CONSIGNE A: Selon l'extrait sur la réforme territoriale, pourquoi la masse salariale des régions fusionnées n'a-t-elle pas produit les économies espérées ? Répondez en une à trois phrases.

EXTRAIT DE PAGE:
André Vallini : “À moyen terme, entre cinq et dix ans, en faisant des économies d’échelle, en supprimant les chevauchements de compétences, les doublons, on peut arriver à une dizaine de milliards d’euros d’économies.”
Xavier Yvon : Ça, c’était la prévision d’André Vallini, qui était alors secrétaire d’État à la Réforme territoriale. Il dit cinq à dix ans… C’était il y a sept ans : nous sommes donc en droit de vérifier aujourd’hui, s’il avait vu juste. Béatrice, la France a-t-elle réellement économisé 10 milliards d’euros avec cette réforme ?
Béatrice Mathieu : Première réponse : non. Le budget total des régions françaises, c’est une trentaine de milliards d’euros. Faire des économies de 10 milliards sur 30 milliards, c’était quand même considérable. En réalité, l’objectif n’a pas été atteint.
Xavier Yvon : Et dans le détail, pourquoi n’y a-t-il pas eu ces économies ? On parlait d’économies d’échelle, d’harmonisation des salaires, de réduction du nombre de fonctionnaires…
Béatrice Mathieu : Quand on parle de fusions, on prend toujours l’exemple des fusions d’entreprises. En fusionnant deux entreprises en général, on réalise souvent des économies de personnel : il y a deux directeurs financiers : on en garde qu’un. Il y a deux DRH : on n’en garde qu’un aussi… Il en va de même pour les bâtiments : on n’a plus besoin de deux sièges sociaux… Concrètement, comment ça s’est passé pour les régions ? Concernant la masse salariale, le problème, c’est que très vite, les nouveaux présidents de région se sont aperçus qu’il y avait des écarts considérables de rémunération. Hervé Morin, le président de la région Normandie, nous disait avoir découvert qu’entre la Haute-Normandie et la Basse-Normandie, il y avait un écart de rémunération presque équivalent à un mois de salaire, sur l’ensemble de l’année. Évidemment, il a fallu harmoniser et en général – et c’est assez normal – l’harmonisation et l’alignement s’est fait par le haut. Cette hausse de rémunération a pesé dans l’addition finale.

LISTE DES ENREGISTREMENTS:
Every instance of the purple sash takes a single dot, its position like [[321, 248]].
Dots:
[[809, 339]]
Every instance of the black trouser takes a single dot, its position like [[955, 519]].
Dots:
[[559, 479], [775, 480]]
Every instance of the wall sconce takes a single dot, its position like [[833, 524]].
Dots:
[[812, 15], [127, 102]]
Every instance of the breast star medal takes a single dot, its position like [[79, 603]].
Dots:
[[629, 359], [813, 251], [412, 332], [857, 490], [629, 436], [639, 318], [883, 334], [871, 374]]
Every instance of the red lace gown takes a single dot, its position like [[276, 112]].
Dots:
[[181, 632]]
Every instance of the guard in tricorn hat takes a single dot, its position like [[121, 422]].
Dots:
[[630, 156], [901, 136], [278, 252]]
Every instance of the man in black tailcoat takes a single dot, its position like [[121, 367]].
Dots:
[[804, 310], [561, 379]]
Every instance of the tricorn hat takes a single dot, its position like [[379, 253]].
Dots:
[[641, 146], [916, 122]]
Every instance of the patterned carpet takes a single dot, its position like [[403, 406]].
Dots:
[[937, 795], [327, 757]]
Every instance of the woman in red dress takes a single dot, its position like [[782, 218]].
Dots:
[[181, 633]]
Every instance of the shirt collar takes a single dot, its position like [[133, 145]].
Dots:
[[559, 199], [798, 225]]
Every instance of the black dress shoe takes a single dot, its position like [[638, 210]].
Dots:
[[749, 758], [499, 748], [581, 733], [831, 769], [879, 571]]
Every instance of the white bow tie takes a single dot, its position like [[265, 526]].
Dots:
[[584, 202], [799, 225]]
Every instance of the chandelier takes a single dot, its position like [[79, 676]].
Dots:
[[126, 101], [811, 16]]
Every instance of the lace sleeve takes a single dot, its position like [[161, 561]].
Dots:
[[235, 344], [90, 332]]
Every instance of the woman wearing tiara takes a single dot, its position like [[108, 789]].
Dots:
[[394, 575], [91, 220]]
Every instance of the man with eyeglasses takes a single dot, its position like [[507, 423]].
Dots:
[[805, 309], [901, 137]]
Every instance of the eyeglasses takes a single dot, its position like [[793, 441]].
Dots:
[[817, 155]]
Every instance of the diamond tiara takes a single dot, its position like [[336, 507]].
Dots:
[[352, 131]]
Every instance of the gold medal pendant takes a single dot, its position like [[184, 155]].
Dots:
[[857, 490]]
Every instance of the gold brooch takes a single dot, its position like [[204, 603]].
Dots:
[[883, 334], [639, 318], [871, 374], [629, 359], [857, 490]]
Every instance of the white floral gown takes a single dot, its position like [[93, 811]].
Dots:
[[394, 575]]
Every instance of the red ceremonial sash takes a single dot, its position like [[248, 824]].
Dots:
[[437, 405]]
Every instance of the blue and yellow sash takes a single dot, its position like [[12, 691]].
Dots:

CONSIGNE B: Transformez en liste numérotée les lignes des enregistrements, de la première jusqu'à celle qui contient "[[812, 15], [127, 102]]", cette dernière incluse. Omettez les lignes vides.

RÉPONSE ATTENDUE A: Les nouveaux présidents de région ont découvert des écarts de rémunération considérables entre les anciennes régions, par exemple presque un mois de salaire sur l'année entre la Haute-Normandie et la Basse-Normandie. Il a fallu harmoniser les salaires, et cet alignement s'est fait par le haut. Cette hausse de rémunération a pesé dans l'addition finale.

RÉPONSE ATTENDUE B:
1. Every instance of the purple sash takes a single dot, its position like [[321, 248]].
2. Dots:
3. [[809, 339]]
4. Every instance of the black trouser takes a single dot, its position like [[955, 519]].
5. Dots:
6. [[559, 479], [775, 480]]
7. Every instance of the wall sconce takes a single dot, its position like [[833, 524]].
8. Dots:
9. [[812, 15], [127, 102]]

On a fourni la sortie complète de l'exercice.